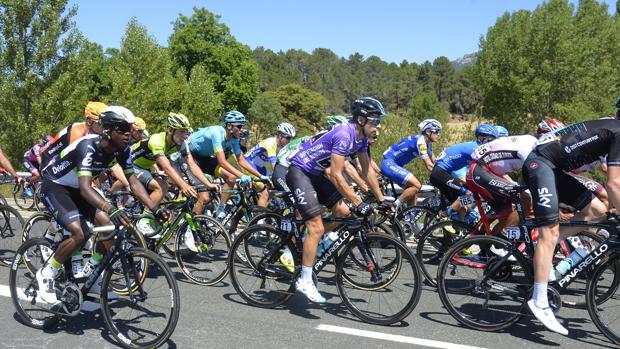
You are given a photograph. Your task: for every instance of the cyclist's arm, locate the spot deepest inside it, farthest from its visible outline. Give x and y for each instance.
(336, 177)
(6, 164)
(370, 176)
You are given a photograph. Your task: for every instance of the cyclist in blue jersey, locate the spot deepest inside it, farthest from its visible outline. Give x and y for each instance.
(407, 149)
(453, 159)
(306, 179)
(210, 146)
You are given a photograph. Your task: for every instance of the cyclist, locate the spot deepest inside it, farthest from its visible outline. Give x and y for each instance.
(310, 187)
(263, 156)
(407, 149)
(156, 150)
(67, 191)
(454, 158)
(74, 131)
(545, 170)
(210, 145)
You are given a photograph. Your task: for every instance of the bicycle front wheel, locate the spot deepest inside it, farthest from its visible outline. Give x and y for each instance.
(146, 317)
(603, 298)
(386, 289)
(480, 289)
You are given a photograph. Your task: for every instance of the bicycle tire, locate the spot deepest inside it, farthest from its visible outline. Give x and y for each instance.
(434, 242)
(11, 226)
(478, 314)
(19, 293)
(596, 301)
(256, 243)
(109, 310)
(406, 271)
(211, 232)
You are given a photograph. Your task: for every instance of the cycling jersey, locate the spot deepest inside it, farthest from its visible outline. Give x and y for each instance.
(62, 139)
(314, 155)
(456, 157)
(407, 149)
(582, 143)
(207, 141)
(504, 155)
(146, 152)
(84, 157)
(263, 156)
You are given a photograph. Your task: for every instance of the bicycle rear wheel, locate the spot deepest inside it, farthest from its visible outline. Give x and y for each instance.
(148, 317)
(203, 256)
(262, 280)
(387, 288)
(32, 310)
(11, 225)
(603, 298)
(480, 289)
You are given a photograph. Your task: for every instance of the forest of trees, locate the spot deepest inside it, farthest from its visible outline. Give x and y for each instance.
(560, 59)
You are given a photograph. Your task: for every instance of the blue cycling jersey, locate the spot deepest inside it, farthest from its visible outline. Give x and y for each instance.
(457, 156)
(407, 149)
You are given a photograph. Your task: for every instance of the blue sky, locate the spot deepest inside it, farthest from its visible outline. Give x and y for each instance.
(393, 30)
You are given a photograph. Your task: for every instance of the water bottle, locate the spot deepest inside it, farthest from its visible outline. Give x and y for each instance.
(572, 260)
(326, 243)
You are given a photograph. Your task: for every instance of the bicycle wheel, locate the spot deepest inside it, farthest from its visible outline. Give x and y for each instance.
(148, 317)
(603, 299)
(574, 295)
(34, 312)
(203, 255)
(481, 290)
(262, 280)
(11, 225)
(434, 242)
(24, 198)
(414, 219)
(387, 289)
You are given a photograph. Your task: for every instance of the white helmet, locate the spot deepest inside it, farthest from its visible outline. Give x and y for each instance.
(429, 124)
(286, 129)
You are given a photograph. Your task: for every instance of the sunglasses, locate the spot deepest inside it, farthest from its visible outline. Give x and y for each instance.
(374, 121)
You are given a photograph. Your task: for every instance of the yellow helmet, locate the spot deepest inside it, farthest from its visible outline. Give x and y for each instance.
(140, 124)
(93, 110)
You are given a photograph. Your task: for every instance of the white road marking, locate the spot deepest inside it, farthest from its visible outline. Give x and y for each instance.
(394, 338)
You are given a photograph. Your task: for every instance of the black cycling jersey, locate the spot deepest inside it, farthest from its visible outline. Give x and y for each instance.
(84, 157)
(582, 143)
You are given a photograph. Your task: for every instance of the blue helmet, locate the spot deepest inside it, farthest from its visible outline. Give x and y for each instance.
(502, 131)
(234, 116)
(486, 130)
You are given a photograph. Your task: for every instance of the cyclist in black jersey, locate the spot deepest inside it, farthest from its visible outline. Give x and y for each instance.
(67, 191)
(555, 154)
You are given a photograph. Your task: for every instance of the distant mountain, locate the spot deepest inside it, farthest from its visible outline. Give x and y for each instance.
(468, 59)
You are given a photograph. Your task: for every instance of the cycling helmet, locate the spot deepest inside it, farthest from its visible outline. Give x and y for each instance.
(286, 129)
(178, 121)
(114, 116)
(430, 124)
(140, 124)
(368, 107)
(93, 110)
(335, 120)
(486, 130)
(502, 131)
(549, 125)
(235, 117)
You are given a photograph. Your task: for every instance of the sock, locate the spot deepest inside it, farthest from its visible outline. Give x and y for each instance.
(306, 274)
(540, 295)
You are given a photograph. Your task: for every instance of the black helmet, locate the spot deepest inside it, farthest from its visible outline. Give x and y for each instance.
(368, 107)
(115, 116)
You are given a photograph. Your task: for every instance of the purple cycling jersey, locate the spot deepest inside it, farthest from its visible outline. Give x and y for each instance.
(314, 155)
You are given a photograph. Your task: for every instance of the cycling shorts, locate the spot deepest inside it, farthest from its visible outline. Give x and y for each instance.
(310, 191)
(66, 204)
(543, 180)
(394, 172)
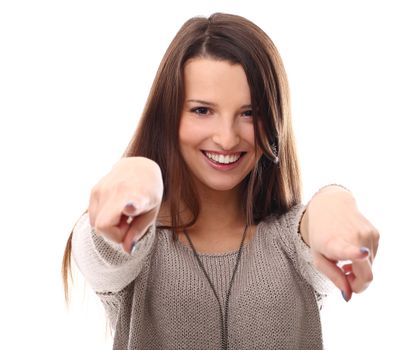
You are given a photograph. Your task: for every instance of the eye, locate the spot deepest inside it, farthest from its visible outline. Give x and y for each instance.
(200, 110)
(248, 113)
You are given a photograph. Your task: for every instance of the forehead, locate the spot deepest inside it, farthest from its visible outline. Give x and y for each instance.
(216, 81)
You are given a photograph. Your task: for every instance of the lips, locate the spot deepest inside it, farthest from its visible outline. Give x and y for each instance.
(223, 161)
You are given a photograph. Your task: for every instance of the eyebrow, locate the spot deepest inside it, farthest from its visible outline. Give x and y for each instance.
(213, 104)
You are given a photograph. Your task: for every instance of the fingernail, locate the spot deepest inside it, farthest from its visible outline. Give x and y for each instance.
(133, 247)
(344, 296)
(129, 208)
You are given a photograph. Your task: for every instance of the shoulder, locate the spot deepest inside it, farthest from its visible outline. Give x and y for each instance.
(286, 220)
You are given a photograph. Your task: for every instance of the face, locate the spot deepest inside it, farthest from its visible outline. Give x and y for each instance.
(216, 132)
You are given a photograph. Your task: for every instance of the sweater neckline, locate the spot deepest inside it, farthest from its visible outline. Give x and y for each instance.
(219, 255)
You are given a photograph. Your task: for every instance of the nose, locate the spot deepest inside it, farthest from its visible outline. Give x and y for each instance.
(226, 134)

◇ ◇ ◇

• What you will do: Go through the listing above and write it all out exactly, leaving out any picture.

• Expected answer:
You are given a photograph. Your task: for every instance of the cyclist's arm, locate the spot deepest inside it, farthest from its visible outline. Give x and y for each instance.
(336, 177)
(6, 164)
(370, 176)
You are given a photograph. Your task: for every instance of the cyclist in blue jersey, locate the spot deepest inside it, farthest from its visible outline. Give x and y for each instance.
(407, 149)
(453, 159)
(306, 179)
(210, 146)
You are given a photograph. Your task: for every instance of the cyclist, locate the spot deepest inside it, farthest from its visible outline. Give x and y for each instance.
(310, 187)
(263, 156)
(407, 149)
(156, 150)
(67, 191)
(454, 158)
(74, 131)
(545, 170)
(210, 145)
You are given a photograph. Your task: for every instance of the bicycle front wheel, locate the spot deepest inside it, farthest from its visible outline. Give x and y for each instance.
(146, 317)
(603, 298)
(386, 289)
(480, 289)
You are given a photograph. Your task: for every instance of the bicycle tire, locate the spot deepest inside it, farthest from its visible outline. Give x and y for each instance.
(434, 242)
(11, 226)
(478, 314)
(19, 293)
(596, 301)
(256, 243)
(109, 310)
(406, 271)
(211, 232)
You are given a photograph. Your task: for every instance of the cycling jersey, locate the spot deepest inside it, farthest from its visible outline. Give x and y for each instance.
(62, 139)
(314, 155)
(456, 157)
(407, 149)
(582, 143)
(207, 141)
(504, 155)
(146, 152)
(84, 157)
(263, 156)
You are given a photograph. Your task: for every instance of the bicycle rear wheel, locate the spot deepest inside it, farthest from its visible outline. Give x and y for each instance.
(148, 317)
(203, 256)
(262, 280)
(387, 288)
(32, 310)
(11, 225)
(603, 298)
(480, 289)
You are given a photograph. Your task: for every instance of the forest of trees, locate the spot deepest inside it, farthest from its visible outline. Give x and y for each instance.
(560, 59)
You are given a photograph. Your task: for every instance of the blue cycling jersey, locate the spot deepest inside it, farthest from its visible outline. Give x and y for each instance.
(457, 156)
(407, 149)
You are given a photograph. Your task: for every instance of the blue sky, locate the spot deepest inside it, farthest from its visible outline. Give x and y for each instance.
(393, 30)
You are given a photograph. Your task: for every instance of the water bottle, locate the spot deepest inside it, farthest from its visible outline. Give x and y for each instance.
(572, 260)
(326, 243)
You are given a photograph. Your task: for every instance of the bicycle wheel, locate the spot deepest inside it, farthest from its visible outline. Give x and y for each instance.
(148, 317)
(603, 299)
(574, 295)
(34, 312)
(203, 255)
(481, 290)
(262, 280)
(11, 225)
(434, 242)
(24, 198)
(414, 219)
(387, 289)
You are given a photograph. Your task: for every instance of the white helmet, locate the spot deepest inside it, farthest from its visible outline. Give x and y for each instance.
(429, 124)
(286, 129)
You are given a photograph. Your task: for every instance of the sunglasses, locate the spot deepest inside it, farthest from its visible outline. Give x and y for each instance.
(374, 121)
You are given a photograph. Your task: for every instance of the yellow helmet, locate the spot deepest inside it, farthest from its visible outline. Give x and y for each instance.
(140, 124)
(93, 110)
You are given a photograph. Your task: for every instance of the white road marking, locate the spot deepest inside it, farthest from its visible outline. Give x and y for each instance.
(394, 338)
You are given a photograph. Your task: for every instance of the black cycling jersey, locate the spot deepest inside it, farthest from its visible outline. Give x and y for each instance.
(84, 157)
(582, 143)
You are given a photograph. Your task: for every instance of the blue helmet, locate the spot deepest inside it, farthest from its visible outline. Give x and y for each instance.
(502, 131)
(234, 116)
(486, 130)
You are given a photograph. Your task: for every instance of the cyclist in black jersey, locate the spot deepest inside it, farthest from its visible outline. Give x and y for each instance.
(67, 191)
(555, 154)
You are given a photograph. Your task: for every instance of the distant mountain, locate the spot deepest inside it, farthest from its visible outline. Give x and y for each instance.
(468, 59)
You are given a photograph. Your task: for every instance of the cycling helmet, locate the spot deepest inside it, farthest from its visible outline. Give x and y for each instance.
(286, 129)
(178, 121)
(114, 116)
(430, 124)
(140, 124)
(368, 107)
(93, 110)
(335, 120)
(486, 130)
(502, 131)
(549, 125)
(235, 117)
You are given a photograph. Your task: for every instance of the sock, locate the spot deepest inside it, farthest from its visible outline. Give x and y for each instance.
(306, 274)
(540, 295)
You are given a photograph. Your task: for every instance of the black helmet, locate the spot deepest inside it, farthest from its visible outline. Give x and y for each instance.
(368, 107)
(115, 116)
You are given a photograph. Your task: for every instance of the purple cycling jersey, locate the spot deepest inside it, farthest from its visible outline. Give x and y for each instance.
(314, 155)
You are given a photograph. Your task: for every instance of the cycling shorts, locate the spot deepest inside it, farthest from its visible outline. Give x and y for each instance.
(310, 191)
(66, 204)
(543, 180)
(394, 172)
You are given a photograph. Your task: for every instance of the eye, locate the spot deepest inside it, farthest from its visible outline. Give x and y for each instance.
(200, 110)
(248, 113)
You are given a photograph. Your task: for every instance of the forehead, locate the spot deepest inside it, farthest from its visible outline. Give x and y for each instance.
(216, 81)
You are given a photograph. Your task: for every instance of the lips, locate the spot deepest inside it, farthest from its visible outline. Give x and y for each instance.
(223, 161)
You are given a photograph. Your task: for every instance of the eyebrow, locate the spot deepest inside it, farthest from its visible outline. Give x and y for each instance.
(213, 104)
You are given a photograph. Your task: for every instance of the fingernail, locate the spot deepest inside it, farthest from its visible outline. Give x and y for each instance.
(133, 247)
(344, 296)
(129, 208)
You are given a photograph. Your task: for every instance of the shoulder, locate the spot deepest inside it, farthest from its visible outline. Give x and y for each instance.
(286, 220)
You are given a photograph. Your task: for every instance of the face, locate the spot deepest inside it, farthest from its visible outline. Give x and y for each instance.
(216, 132)
You are given a photograph. Your task: for every instance of the sweater neckline, locate the spot deepest inside it, farthest from its visible outline. Give x and y for each instance.
(219, 255)
You are given a photograph. Your task: for every instance of the nose, locate the spot deepest inside it, farthest from its visible outline. Give x and y for each instance.
(226, 134)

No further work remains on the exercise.